--- Start of MATERIAL SUPPLIED ---

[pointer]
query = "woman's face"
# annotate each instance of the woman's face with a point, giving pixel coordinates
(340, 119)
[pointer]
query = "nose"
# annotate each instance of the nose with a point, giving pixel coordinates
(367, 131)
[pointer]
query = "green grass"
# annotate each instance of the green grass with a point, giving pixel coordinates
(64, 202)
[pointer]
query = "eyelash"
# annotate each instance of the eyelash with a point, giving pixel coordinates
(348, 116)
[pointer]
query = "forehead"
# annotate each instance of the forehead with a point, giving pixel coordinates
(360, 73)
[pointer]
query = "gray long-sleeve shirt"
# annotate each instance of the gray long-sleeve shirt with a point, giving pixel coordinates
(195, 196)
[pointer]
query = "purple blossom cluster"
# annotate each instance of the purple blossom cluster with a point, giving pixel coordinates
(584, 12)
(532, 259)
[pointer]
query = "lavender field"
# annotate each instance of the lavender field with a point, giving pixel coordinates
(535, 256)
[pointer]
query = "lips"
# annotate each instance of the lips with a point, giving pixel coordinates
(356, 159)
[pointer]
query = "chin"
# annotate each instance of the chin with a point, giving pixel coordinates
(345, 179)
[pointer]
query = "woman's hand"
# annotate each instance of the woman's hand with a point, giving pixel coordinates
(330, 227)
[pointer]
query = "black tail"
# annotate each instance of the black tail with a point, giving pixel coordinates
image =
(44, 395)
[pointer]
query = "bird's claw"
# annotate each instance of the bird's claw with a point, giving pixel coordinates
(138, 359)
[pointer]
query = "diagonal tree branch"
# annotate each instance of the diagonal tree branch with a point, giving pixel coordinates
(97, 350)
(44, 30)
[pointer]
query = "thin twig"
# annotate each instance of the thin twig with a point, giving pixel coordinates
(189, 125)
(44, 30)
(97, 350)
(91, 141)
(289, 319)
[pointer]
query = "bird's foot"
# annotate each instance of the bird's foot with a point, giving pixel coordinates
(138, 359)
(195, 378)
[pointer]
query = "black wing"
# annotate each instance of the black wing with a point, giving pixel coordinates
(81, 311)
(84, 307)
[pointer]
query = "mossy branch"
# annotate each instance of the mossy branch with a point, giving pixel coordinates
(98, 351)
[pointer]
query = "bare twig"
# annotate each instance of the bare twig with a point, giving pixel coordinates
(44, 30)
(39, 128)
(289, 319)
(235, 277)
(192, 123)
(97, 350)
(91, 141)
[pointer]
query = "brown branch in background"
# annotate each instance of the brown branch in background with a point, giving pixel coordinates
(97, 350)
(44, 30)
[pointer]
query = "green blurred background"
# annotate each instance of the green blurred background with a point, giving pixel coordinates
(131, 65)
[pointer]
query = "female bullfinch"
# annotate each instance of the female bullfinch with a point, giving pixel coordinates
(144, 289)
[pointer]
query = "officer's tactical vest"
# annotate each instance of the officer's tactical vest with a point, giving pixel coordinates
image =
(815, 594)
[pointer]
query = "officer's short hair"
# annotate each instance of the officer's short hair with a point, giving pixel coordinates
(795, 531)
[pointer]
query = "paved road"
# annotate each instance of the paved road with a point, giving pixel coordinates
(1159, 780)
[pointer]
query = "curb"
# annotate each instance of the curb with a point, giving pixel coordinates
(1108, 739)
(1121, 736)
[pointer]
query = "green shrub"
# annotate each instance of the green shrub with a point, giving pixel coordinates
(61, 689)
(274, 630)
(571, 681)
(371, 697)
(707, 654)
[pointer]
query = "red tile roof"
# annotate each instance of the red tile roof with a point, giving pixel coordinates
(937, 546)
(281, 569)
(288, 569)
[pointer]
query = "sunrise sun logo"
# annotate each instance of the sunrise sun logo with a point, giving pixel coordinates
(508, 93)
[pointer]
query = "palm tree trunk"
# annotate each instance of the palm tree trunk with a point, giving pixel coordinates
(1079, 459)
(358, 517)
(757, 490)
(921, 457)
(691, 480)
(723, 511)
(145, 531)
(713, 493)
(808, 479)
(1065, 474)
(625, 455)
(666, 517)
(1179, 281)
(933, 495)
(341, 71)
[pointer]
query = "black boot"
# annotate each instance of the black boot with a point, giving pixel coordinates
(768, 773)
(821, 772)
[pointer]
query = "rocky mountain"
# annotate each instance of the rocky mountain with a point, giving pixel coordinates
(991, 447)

--- End of MATERIAL SUPPLIED ---

> _WHAT IS EXPECTED_
Copy all the records above precisely.

> _ANSWER TO THE PROBLEM_
[pointer]
query = "woman's face"
# annotate each instance of the woman's face with a point, giving pixel coordinates
(340, 119)
[pointer]
query = "nose"
# annotate each instance of the nose with a point, giving pixel coordinates
(367, 131)
[pointer]
query = "green grass"
# annotate each instance of the green grass with a point, giving pixel coordinates
(64, 202)
[pointer]
query = "eyelash"
# annotate each instance of the eyelash with a point, giving pixel coordinates
(348, 116)
[pointer]
query = "forehead"
# annotate each instance of the forehead with a point, giving pixel coordinates
(360, 73)
[pointer]
query = "gray long-sleeve shirt"
# annotate each instance of the gray long-sleeve shirt with a point, giving pixel coordinates
(195, 196)
[pointer]
query = "purple blossom cluster"
# annotate each instance of the purple blossom cluster with a point, giving pixel coordinates
(584, 12)
(532, 259)
[pointer]
query = "lavender field"
# annotate each instance of the lavender field with a point, giving pixel coordinates
(535, 256)
[pointer]
query = "lips"
# annotate each instance of the lips with a point, giving pixel coordinates
(356, 159)
[pointer]
query = "chin"
# annotate each instance of the chin with a point, giving pixel coordinates
(345, 179)
[pointer]
query = "woman's hand"
# annotate each instance of the woman's hand with a point, giving pixel coordinates
(330, 227)
[pointer]
query = "black tail"
# annotate each instance of the black tail with a point, giving pixel coordinates
image =
(44, 395)
[pointer]
query = "bird's claw"
# annotate each instance of the bird's claw with a point, giving pixel coordinates
(138, 359)
[pointer]
query = "diagonal tree branch"
# annotate each instance of the diagonal tree branch with a point, giving pixel coordinates
(97, 350)
(44, 30)
[pointer]
query = "thin twig"
# annotate each instance of the thin twig with a point, giving pixel coordinates
(189, 125)
(44, 30)
(97, 350)
(91, 141)
(289, 319)
[pointer]
query = "bird's foot"
# annotate each instance of the bird's foot with a point, giving pixel coordinates
(138, 359)
(195, 378)
[pointer]
query = "black wing"
# annotate each instance of the black wing with a point, giving pixel coordinates
(81, 311)
(84, 307)
[pointer]
query = "mossy branch"
# annotate each instance of the mossy branch with a point, giving pixel coordinates
(98, 351)
[pointer]
query = "bare twig"
# annotate each instance of the bare twig with a point, giving pixel coordinates
(44, 30)
(39, 128)
(289, 319)
(235, 277)
(192, 123)
(97, 350)
(91, 141)
[pointer]
query = "brown branch in background"
# annotate each instance of the brown branch in background with a point, giving pixel coordinates
(97, 350)
(44, 30)
[pointer]
query = "green blurred background"
# annotate each instance of the green blurred background with a point, giving pixel coordinates
(131, 65)
[pointer]
query = "female bullfinch"
# annotate each instance of the female bullfinch with a point, giving pixel coordinates
(144, 289)
[pointer]
query = "officer's tactical vest"
# annotate each instance of the officer's tactical vest with a point, giving pixel coordinates
image =
(815, 594)
[pointer]
query = "officer's short hair"
# annotate each instance of the officer's short hair with a point, giving pixel coordinates
(795, 531)
[pointer]
query = "paved road"
# annotate each instance of the paved road with a point, giving pixel coordinates
(1159, 780)
[pointer]
query = "curb"
# annotate each instance of the curb with a point, giving pixel coordinates
(1108, 739)
(1121, 736)
[pointer]
query = "green shrub"
# annotate each instance of the green shrub with a point, giving pixel coordinates
(61, 689)
(274, 630)
(571, 681)
(371, 697)
(707, 654)
[pointer]
query = "red tile roof"
# annotate each instance of the red tile roof with a point, giving pixel coordinates
(937, 546)
(281, 569)
(288, 569)
[pointer]
query = "sunrise sun logo"
# annotate each instance of the sunrise sun logo with a point, giving pixel coordinates
(508, 93)
[pointer]
query = "palm tree trunk"
# annotate each instance of the palm tree trunk with a point, giving pixel coordinates
(1079, 459)
(358, 517)
(757, 490)
(921, 457)
(691, 480)
(723, 511)
(145, 531)
(713, 493)
(808, 479)
(1065, 474)
(625, 455)
(666, 517)
(1179, 281)
(933, 495)
(341, 71)
[pointer]
query = "black boot"
# annotate each instance of the black boot with a point, giving pixel coordinates
(768, 773)
(821, 772)
[pointer]
query = "rocky mountain"
# annotate each instance of the rocky mountain with a point, giving pixel coordinates
(991, 447)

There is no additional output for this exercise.